__How to complete this task__:
Should a line below contain the word "dome", report it.

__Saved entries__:

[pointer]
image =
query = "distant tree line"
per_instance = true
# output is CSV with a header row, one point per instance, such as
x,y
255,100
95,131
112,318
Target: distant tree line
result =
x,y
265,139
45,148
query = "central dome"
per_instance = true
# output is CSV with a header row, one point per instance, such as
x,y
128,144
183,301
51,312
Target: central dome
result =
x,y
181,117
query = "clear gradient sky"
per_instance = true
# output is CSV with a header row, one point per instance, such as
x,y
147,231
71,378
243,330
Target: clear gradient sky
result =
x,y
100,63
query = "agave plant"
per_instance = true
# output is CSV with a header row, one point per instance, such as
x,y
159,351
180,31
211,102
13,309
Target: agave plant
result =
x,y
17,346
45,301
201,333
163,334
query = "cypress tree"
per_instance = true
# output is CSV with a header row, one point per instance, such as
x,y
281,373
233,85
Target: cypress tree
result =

__Answer to this exercise__:
query = "central dome"
Target: central dome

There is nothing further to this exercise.